>> Start

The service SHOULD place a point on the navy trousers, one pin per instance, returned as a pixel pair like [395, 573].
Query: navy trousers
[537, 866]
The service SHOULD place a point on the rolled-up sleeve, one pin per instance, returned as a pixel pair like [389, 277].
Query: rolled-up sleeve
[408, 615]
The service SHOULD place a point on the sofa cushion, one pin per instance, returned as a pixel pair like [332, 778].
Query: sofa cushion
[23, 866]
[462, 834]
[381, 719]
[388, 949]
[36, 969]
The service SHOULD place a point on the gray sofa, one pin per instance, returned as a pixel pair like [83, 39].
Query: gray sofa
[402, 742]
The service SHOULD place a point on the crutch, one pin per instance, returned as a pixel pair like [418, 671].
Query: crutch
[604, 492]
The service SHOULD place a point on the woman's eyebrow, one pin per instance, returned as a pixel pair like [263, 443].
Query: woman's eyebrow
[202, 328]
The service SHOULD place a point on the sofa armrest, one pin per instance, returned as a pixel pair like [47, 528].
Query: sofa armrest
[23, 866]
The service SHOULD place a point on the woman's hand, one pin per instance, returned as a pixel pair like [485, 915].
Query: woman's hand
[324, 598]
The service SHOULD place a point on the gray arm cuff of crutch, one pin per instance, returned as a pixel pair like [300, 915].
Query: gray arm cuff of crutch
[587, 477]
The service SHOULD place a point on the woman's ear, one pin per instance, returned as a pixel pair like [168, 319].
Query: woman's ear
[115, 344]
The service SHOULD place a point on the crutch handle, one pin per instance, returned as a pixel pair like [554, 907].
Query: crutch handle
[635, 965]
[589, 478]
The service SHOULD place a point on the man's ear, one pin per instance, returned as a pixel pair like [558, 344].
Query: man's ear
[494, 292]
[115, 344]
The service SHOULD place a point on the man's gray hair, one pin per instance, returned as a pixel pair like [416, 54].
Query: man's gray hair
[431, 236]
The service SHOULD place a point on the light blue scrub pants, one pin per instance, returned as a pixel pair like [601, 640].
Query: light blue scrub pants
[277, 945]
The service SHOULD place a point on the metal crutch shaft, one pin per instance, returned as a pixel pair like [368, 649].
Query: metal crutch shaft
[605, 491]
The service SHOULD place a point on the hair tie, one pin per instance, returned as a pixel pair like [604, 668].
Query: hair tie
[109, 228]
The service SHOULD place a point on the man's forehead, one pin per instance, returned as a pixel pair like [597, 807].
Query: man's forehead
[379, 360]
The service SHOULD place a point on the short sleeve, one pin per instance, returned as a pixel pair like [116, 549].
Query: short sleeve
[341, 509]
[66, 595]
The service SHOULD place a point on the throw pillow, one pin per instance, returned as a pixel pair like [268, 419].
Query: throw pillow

>> End

■ PROBLEM ■
Reproduce each entry word for word.

■ ANSWER TO THIS PROBLEM ■
The service SHOULD place a point on the navy trousers, one pin per instance, returned as a pixel pair like [395, 573].
Query: navy trousers
[537, 866]
The service SHOULD place a point on the rolled-up sleeve, one pin per instance, returned as a pixel pair like [389, 277].
Query: rolled-up sleeve
[408, 615]
The service SHOULD place a point on the sofa cushion, one pin per instance, returned as a pixel pair like [332, 778].
Query: sofa cushion
[23, 866]
[462, 834]
[381, 719]
[388, 949]
[36, 969]
The service SHOULD place a point on the gray sofa, one pin per instance, returned as a pixel pair like [83, 39].
Query: gray sofa
[402, 742]
The service SHOULD place a point on the crutch, one pin per instance, returned as a pixel pair like [418, 671].
Query: crutch
[604, 492]
The service SHOULD place a point on the woman's eyebrow, one pin per instance, returned as a pixel pair like [263, 443].
Query: woman's eyebrow
[202, 328]
The service SHOULD place a point on the sofa armrest, one pin per instance, returned as a pixel pair like [47, 528].
Query: sofa armrest
[23, 866]
The service SHOULD place a point on the woman's hand, one pin per instance, returned as a pixel pair like [485, 915].
Query: woman's hand
[324, 598]
The service SHOULD place a point on the gray arm cuff of crutch, one pin per instance, returned as a pixel pair like [300, 915].
Query: gray arm cuff of crutch
[587, 477]
The service SHOULD place a point on the woman's ear, one pin per instance, returned as a pixel pair like [168, 319].
Query: woman's ear
[115, 344]
The service SHOULD place a point on the crutch handle, one pin per instance, returned as a pixel pair like [554, 907].
Query: crutch handle
[635, 965]
[589, 478]
The service SHOULD place a point on the man's ear, one pin per instance, returned as a pixel pair like [558, 344].
Query: man's ear
[494, 292]
[115, 344]
The service SHOULD place a point on the man's gray hair, one pin per instance, returned as a pixel pair like [416, 54].
Query: man's gray hair
[431, 236]
The service SHOULD place a point on the light blue scrub pants, one pin per instance, returned as a pixel pair like [601, 640].
Query: light blue scrub pants
[277, 945]
The service SHOULD place a point on the metal crutch shaft, one pin per instance, returned as a pixel pair like [368, 649].
Query: metal crutch shaft
[605, 491]
The service SHOULD place a point on the hair tie, one pin per instance, returned as a pixel pair like [604, 668].
Query: hair tie
[109, 228]
The service SHOULD place a point on the man's forehead, one pin per instance, returned as a pixel pair like [597, 807].
Query: man's forehead
[379, 360]
The service SHOULD place a point on the short sleeve, one pin per instance, returned as a pixel pair like [116, 549].
Query: short sleeve
[341, 509]
[66, 595]
The service SHOULD place a point on the throw pillow, one pin per instance, returned as a pixel pair like [268, 419].
Query: throw pillow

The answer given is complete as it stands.